**DOCUMENT SEGMENT:**
┏━━

LVAR question

[john.ophof]

Asset worth 1 million whose 95th VaR is 100.000. (normal assumption)
bid ask spread on the asset has a mean of USD 0.1 and a standard deviation of USD 0.3. What is the 95th percentile LVAR (VaR and liq risk are uncorrelated).

What is the liq var.

444000 is answere but I think it must be 344000.

In your examples you use 1.65 for the stand deviation around the mean but it is two sided so it should be 1.96

 

[David Harper CFA FRM]

Hi John,

If you assume a two-tailed spread test, I agree with their $444,000 (443,000)

But I do not agree with two-tailed test: our confidence concerns a spread widening (to one side of mean) not a narrowing (to the other side). Nobody's been able to explain to my why this should be a two tailed test?

Prior forum threads here and here.
Here is XLS

David

 

[john.ophof]

Indeed two tailed spread test I mean.

Thanks for your help.

 

[David Harper CFA FRM]

....i don't follow, sorry. My view is that it's all one-tailed here: one-tailed VaR plus one-tailed spread (and it's mean spread plus spread vol not mean minus spread vol)....please advise if you have better source/etc on why it should be a two tailed spread. Thanks, David

 

[john.ophof]

The answer I got is:

VaR = V*0.5 (mu-1.96sigma), I think it must be + 1.96 to get 344000 since the answer was 444000 for total VAR.

so based on the 1.96 I deduct a two tailed spread around the mean spread (in stead of 1.65).

 

[David Harper CFA FRM]

Right, but the answer given is doubly incorrect so deductions from it may be flawed

1. it's not mu - sigma: if that is the case then mu of +10% and sigma of 5% (for argument's sake) would be zero. That's wrong. It should be mu + sigma

(Culp's VaR generally is incorrect in regard to the +/- sign)

2. Per the threads above, logic suggests (to me) that the confidence is one-tailed (i.e., spread widen around mean is the concern, not spread narrowing)

David

 

[[email protected]]

Hi David,

Based on the same past year question:
Asset worth 1 million whose 95th VaR is 100.000. (normal assumption)
bid ask spread on the asset has a mean of USD 0.1 and a standard deviation of USD 0.3. What is the 95th percentile LVAR (VaR and liq risk are uncorrelated).

For 2009 exam, we should only use LVaR = P[1-EXP(mu(R)-sigma(R) X normal deviate)+0.5 X spread] ------right?

LVAR = 1,000,000[1-EXP(0.10-0.3X1.65)+0.5Xspread] and the "spread" is not given in this question, right?

Your guidance, please.

Regards
Learning

 

[David Harper CFA FRM]

Hi Learning -

This is a great question: this is a good example of why the FRM can be especially difficult.
You are absolutely correct (of course) that your LVaR is the "correct" because it follows the assignment (Dowd 14)

However, especially as 2009 is "transition" year to full L2, please do expect this LVaR.

┗━━

**DATA ROWS:**
┏━━

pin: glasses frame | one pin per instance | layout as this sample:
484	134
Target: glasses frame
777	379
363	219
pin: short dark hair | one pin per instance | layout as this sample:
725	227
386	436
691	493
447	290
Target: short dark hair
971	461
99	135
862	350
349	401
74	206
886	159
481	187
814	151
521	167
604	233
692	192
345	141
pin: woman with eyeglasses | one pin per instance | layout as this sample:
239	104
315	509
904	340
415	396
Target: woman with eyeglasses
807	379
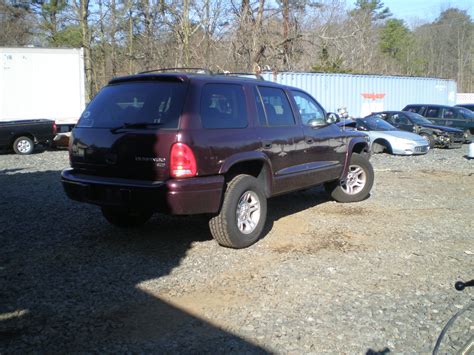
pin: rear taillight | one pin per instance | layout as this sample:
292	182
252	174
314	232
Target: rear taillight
182	161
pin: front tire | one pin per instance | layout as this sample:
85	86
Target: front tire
241	219
124	218
23	145
357	183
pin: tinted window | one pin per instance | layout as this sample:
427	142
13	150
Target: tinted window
416	109
223	106
260	110
397	119
277	107
308	108
466	113
418	119
432	112
157	103
374	123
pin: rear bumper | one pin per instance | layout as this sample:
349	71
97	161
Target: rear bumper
176	196
450	141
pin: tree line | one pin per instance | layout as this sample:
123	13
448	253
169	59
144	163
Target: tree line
125	36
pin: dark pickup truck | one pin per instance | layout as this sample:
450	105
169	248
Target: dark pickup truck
22	136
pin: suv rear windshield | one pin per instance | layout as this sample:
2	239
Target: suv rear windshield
157	103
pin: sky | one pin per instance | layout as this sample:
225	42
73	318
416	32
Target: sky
412	11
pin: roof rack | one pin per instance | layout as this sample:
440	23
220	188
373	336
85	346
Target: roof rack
197	70
225	73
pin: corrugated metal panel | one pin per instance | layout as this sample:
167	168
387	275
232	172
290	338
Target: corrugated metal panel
363	94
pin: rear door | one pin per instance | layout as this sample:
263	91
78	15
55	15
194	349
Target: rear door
282	139
128	128
325	142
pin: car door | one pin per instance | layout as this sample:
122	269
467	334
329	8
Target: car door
282	139
454	118
434	114
403	122
326	145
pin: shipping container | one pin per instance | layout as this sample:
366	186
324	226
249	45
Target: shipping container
363	94
42	83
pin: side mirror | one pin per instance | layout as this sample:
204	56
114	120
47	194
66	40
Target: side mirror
332	117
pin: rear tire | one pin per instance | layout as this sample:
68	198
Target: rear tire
124	218
357	183
241	219
23	145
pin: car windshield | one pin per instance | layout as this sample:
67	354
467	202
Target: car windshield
374	123
418	119
135	104
466	113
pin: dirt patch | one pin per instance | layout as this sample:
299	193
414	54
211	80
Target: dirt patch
314	242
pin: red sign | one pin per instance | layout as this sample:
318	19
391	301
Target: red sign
373	96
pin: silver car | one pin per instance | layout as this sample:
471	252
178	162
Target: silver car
384	138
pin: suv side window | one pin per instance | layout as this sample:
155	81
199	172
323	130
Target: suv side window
415	109
308	108
432	112
223	106
449	113
260	110
277	107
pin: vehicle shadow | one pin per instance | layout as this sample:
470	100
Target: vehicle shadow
288	204
69	282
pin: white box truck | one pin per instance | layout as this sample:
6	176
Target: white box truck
42	83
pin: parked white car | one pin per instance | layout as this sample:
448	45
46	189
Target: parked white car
385	138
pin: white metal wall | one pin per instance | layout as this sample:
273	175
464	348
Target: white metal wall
363	94
41	83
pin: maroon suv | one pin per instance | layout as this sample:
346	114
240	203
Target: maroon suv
182	143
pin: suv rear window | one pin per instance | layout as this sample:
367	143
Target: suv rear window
277	107
223	106
157	103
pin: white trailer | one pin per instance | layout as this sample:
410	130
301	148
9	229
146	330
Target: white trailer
42	83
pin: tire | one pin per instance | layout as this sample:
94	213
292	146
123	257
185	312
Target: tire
360	177
241	219
23	145
380	147
429	138
124	218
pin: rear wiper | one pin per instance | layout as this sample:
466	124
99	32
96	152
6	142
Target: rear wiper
134	125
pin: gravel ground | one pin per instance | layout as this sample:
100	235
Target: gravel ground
327	277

┗━━

**DIRECTIONS:**
1/ Shorten the paragraph in the LVaR forum thread that begins "But I do not agree with two-tailed test," keeping its main points.
2/ Carry the LVaR forum thread forward from its final post.
The entries above are separate from the LVaR forum thread.

**EXPECTED ANSWERS:**
1/ I reject the two-tailed test. The confidence level concerns the spread widening on one side of the mean, not narrowing on the other, and no one has explained to me why the test should be two-tailed.

2/
...if the question wants your type of LVaR, it will should say "lognormal LVaR" ...right? because this is an unusual VaR format relative to the Jorion/etc
...i am sure this sort of discrepancy will be ironed out in 2010 (in part, b/c i will give f/back)

but for 2009, you just need to be flexible ... strictly speaking, you are correct, but, because the lognormal VaR is atypical, i would be ready for a "plain old" arithmetic LVaR (as above) ... depending on assumptions, they should be close

David

 

[[email protected]]

Thanks a lot.

 

[RomanS]

Hi everyone,
apart from the question "one- or two-tailed" I was puzzled about the question itself wit respect to the information given. Sepecifically: why is the spread information given in USD-terms and not in %-terms?
Best Roman

 

[David Harper CFA FRM]

Hi Roman,

I AGREE and, yikes, i think that is the 3rd problem with the question. I did not really see this before but the solution really assumes the 0.10 is a percentage spread! I am thinking, unless that is USD 0.10 spread for the portfolio, we need the average (mid) price. We don't have that, so it really is using 0.10 as a percentage. Wow, i did not think that question could get any worse....David

 

[RomanS]

...yeah. When you think you are suprised, they will suprise you again...
Best Roman

 

[mcarthur724]

Just want to clarify since I just came across a similar practice question last night and I had the same question in regards to whether to use 1.65 or 1.96 for the spread "z". I have seen it both ways in different questions. If this type of question appears on the exam Saturday would you suggest using 1.65? (That is what I gathered from the previous comments above. Just want to confirm. Thanks!

Andrew

 

[David Harper CFA FRM]

Hi Andrew,

yes, it should be 1.65 for 95% on the spread (as with the VaR) as we are concerned only with the one side; the other side mitigates (reduces the mean).

I am only aware of the incorrect usage in the GARP sample exam... thanks, David

 

[mcarthur724]

Thanks for clarifying David. By the way (as FYI), the current Schwesser Nov 2011 practice exam that they recommend taking the week before the exam uses 1.96, which is what confused me. Thanks again.

 

[David Harper CFA FRM]

Sure. Well, I'd imagine they just replicated the error from GARP's sample question.
FWIW, here is the source reading to which Jorion refers that validates the one-tail rationale: http://db.tt/hT1irIlp
Thanks, David

 

[southeuro]

Hi David,

a small (and probably an easy to answer) question... hope you can help me with this one.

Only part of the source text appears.